*Work order*. All records should be reproduced verbatim.

*Supplied data*.
* * * * *
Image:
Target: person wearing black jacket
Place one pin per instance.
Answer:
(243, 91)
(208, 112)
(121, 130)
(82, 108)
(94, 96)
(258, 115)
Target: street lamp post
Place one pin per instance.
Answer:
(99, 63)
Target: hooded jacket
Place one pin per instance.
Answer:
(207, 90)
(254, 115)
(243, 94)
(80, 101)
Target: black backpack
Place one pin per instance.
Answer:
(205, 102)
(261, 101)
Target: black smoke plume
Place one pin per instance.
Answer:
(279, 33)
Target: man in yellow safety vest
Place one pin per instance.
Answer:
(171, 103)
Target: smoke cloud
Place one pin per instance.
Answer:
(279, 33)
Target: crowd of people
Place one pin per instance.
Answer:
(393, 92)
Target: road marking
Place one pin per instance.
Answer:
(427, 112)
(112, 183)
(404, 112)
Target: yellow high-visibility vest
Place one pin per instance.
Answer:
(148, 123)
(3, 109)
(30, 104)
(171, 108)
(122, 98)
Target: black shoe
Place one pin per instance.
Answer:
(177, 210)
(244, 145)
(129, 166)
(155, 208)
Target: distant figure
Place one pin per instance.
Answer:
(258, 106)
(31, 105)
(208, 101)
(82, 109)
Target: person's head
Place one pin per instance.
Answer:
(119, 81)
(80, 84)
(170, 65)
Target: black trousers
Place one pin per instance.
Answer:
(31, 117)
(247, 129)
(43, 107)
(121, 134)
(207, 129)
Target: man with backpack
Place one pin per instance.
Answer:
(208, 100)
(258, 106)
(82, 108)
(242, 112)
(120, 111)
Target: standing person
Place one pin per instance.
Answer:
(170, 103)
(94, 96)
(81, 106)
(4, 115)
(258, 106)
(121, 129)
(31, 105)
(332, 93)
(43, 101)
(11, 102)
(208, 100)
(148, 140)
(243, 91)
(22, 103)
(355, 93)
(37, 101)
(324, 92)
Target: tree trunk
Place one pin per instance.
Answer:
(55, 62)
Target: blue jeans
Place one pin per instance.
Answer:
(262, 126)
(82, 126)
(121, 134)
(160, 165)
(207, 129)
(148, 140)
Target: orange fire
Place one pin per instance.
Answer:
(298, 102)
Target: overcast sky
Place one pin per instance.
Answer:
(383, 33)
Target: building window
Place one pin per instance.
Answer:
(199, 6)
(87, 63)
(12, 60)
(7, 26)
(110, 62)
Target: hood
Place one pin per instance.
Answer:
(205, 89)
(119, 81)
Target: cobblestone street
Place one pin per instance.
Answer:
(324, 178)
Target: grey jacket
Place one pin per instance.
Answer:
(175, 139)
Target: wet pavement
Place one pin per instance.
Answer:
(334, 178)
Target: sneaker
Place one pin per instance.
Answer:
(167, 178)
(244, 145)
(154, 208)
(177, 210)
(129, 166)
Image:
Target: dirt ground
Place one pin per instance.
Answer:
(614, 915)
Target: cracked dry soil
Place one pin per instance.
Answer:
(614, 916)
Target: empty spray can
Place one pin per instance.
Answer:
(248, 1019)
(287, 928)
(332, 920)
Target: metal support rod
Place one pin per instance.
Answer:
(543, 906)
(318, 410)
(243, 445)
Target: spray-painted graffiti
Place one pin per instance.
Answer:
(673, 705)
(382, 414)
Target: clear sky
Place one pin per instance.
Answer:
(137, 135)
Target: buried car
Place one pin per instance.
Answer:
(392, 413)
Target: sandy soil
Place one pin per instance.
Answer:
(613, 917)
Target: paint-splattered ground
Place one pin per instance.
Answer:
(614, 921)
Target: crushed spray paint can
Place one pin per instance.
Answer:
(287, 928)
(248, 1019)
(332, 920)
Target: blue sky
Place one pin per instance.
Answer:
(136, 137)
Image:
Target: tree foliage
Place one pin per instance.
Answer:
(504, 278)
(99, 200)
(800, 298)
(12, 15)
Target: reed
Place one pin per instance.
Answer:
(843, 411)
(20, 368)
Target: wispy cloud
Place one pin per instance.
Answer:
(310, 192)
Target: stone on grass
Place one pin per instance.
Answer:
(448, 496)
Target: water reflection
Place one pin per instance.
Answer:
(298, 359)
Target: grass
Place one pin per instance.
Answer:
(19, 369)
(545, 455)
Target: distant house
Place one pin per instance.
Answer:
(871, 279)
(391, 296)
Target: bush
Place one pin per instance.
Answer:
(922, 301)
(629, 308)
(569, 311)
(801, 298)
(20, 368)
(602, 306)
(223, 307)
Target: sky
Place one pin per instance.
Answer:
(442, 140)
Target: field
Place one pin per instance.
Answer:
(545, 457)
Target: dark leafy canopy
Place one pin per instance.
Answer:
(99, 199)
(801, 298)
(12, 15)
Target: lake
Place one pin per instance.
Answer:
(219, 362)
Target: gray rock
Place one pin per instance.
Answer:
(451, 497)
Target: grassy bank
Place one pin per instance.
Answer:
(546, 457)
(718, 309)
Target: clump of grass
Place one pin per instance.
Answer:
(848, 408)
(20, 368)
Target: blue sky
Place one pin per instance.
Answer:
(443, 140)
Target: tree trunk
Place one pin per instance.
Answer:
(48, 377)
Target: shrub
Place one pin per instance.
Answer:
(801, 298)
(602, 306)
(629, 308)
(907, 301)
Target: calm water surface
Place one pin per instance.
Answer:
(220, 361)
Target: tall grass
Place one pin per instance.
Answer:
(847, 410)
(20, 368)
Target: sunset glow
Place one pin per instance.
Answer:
* * * * *
*Answer to this problem*.
Image:
Target: person wearing black jacket
Place one pin per instance.
Answer:
(243, 91)
(208, 112)
(121, 130)
(82, 108)
(94, 96)
(258, 115)
Target: street lamp post
Place one pin per instance.
Answer:
(99, 63)
Target: hooded jacket
Place one pin per instance.
Answer:
(207, 90)
(254, 115)
(243, 94)
(80, 101)
Target: black backpack
Place one pin per instance.
Answer:
(205, 102)
(261, 101)
Target: black smoke plume
Place one pin per instance.
Answer:
(279, 33)
Target: man in yellow safety vest
Place one pin per instance.
Answer:
(171, 103)
Target: smoke cloud
Place one pin per instance.
Answer:
(279, 33)
Target: crowd of people
Place one pin per instance.
Answer:
(393, 92)
Target: road marking
Place one pin per instance.
Answer:
(427, 112)
(112, 183)
(404, 112)
Target: yellow high-visibility vest
Place one pin per instance.
Answer:
(148, 123)
(3, 109)
(30, 104)
(171, 108)
(122, 98)
Target: black shoe
Place one pin per instance.
Answer:
(177, 210)
(244, 145)
(129, 166)
(155, 208)
Target: distant figure
Place one pin per instance.
Answer:
(258, 106)
(31, 105)
(208, 101)
(82, 109)
Target: person's head
Place one pin per instance.
Answer:
(119, 81)
(80, 84)
(170, 65)
Target: black trousers
Place one pin per instance.
Answer:
(31, 117)
(247, 129)
(43, 107)
(121, 134)
(207, 129)
Target: man with backpack
Place one pin per instance.
Answer:
(208, 100)
(258, 106)
(82, 108)
(242, 112)
(120, 111)
Target: standing person
Place one pin per instance.
Answer:
(170, 103)
(94, 96)
(81, 106)
(4, 115)
(258, 106)
(121, 129)
(31, 105)
(332, 93)
(43, 101)
(11, 102)
(208, 100)
(148, 140)
(243, 91)
(22, 103)
(355, 93)
(37, 101)
(324, 92)
Target: tree trunk
Place one pin per instance.
Answer:
(55, 62)
Target: blue jeans
Place one pin per instance.
Answer:
(262, 126)
(82, 126)
(121, 134)
(160, 165)
(207, 129)
(148, 140)
Target: orange fire
Place one pin per instance.
Answer:
(298, 102)
Target: overcast sky
Place one pin per instance.
Answer:
(383, 33)
Target: building window
Place one pin per instance.
Answer:
(199, 6)
(87, 63)
(12, 60)
(7, 26)
(110, 62)
Target: hood
Place one pin per instance.
Answer:
(205, 89)
(119, 81)
Target: cobblestone street
Place one pin per instance.
Answer:
(324, 178)
Target: grey jacket
Place one pin per instance.
Answer:
(175, 139)
Target: wet pavement
Place one pin per instance.
Answer:
(334, 178)
Target: sneaker
Place one pin per instance.
Answer:
(167, 178)
(244, 145)
(154, 208)
(177, 210)
(129, 166)
Image:
Target: dirt ground
Place one pin per instance.
Answer:
(614, 915)
Target: cracked dry soil
Place one pin per instance.
Answer:
(614, 916)
Target: empty spray can
Place one pin per instance.
Answer:
(248, 1019)
(287, 928)
(332, 920)
Target: metal support rod
Place one pin per instance.
Answer:
(543, 906)
(318, 410)
(243, 445)
Target: spray-painted graffiti
Place one pin per instance.
Answer:
(673, 705)
(382, 414)
Target: clear sky
Place one pin per instance.
Answer:
(137, 135)
Target: buried car
Place one pin per instance.
Answer:
(392, 413)
Target: sandy soil
Place one pin per instance.
Answer:
(613, 917)
Target: paint-splattered ground
Place one pin per instance.
Answer:
(614, 921)
Target: crushed spray paint can
Place one pin per instance.
Answer:
(287, 928)
(248, 1019)
(332, 920)
Target: blue sky
Place one pin per instance.
Answer:
(136, 137)
Image:
Target: tree foliage
Place one pin per instance.
Answer:
(504, 278)
(99, 200)
(800, 298)
(12, 15)
Target: reed
Place one pin per instance.
Answer:
(843, 411)
(20, 368)
Target: wispy cloud
Place one pin per instance.
Answer:
(310, 192)
Target: stone on grass
Place one pin per instance.
Answer:
(448, 496)
Target: water reflection
Place one pin per instance.
Answer:
(298, 359)
Target: grass
Place one pin per instance.
Answer:
(19, 369)
(545, 455)
Target: distant house
Place one pin per instance.
Answer:
(871, 279)
(391, 296)
Target: bush
Place one pin per instance.
Answer:
(922, 301)
(629, 308)
(569, 311)
(801, 298)
(20, 368)
(602, 306)
(223, 307)
Target: sky
Place one pin per instance.
Answer:
(442, 140)
Target: field
Place one pin per instance.
Answer:
(545, 457)
Target: dark leafy canopy
Place one pin per instance.
Answer:
(99, 199)
(801, 298)
(12, 15)
Target: lake
Place one pin per instance.
Answer:
(219, 362)
Target: gray rock
Place one pin per instance.
Answer:
(451, 497)
Target: grassy bank
Place one pin per instance.
Answer:
(546, 457)
(718, 309)
Target: clump of grass
Place one pin per instance.
Answer:
(848, 408)
(20, 368)
Target: blue sky
Place one pin per instance.
Answer:
(443, 140)
Target: tree trunk
Place one pin per instance.
Answer:
(48, 377)
Target: shrub
Place one pin per instance.
Answer:
(801, 298)
(602, 306)
(629, 308)
(907, 301)
Target: calm water surface
Place one pin per instance.
Answer:
(220, 361)
Target: tall grass
Place one pin per instance.
Answer:
(847, 410)
(20, 368)
Target: sunset glow
Place one pin per instance.
Answer:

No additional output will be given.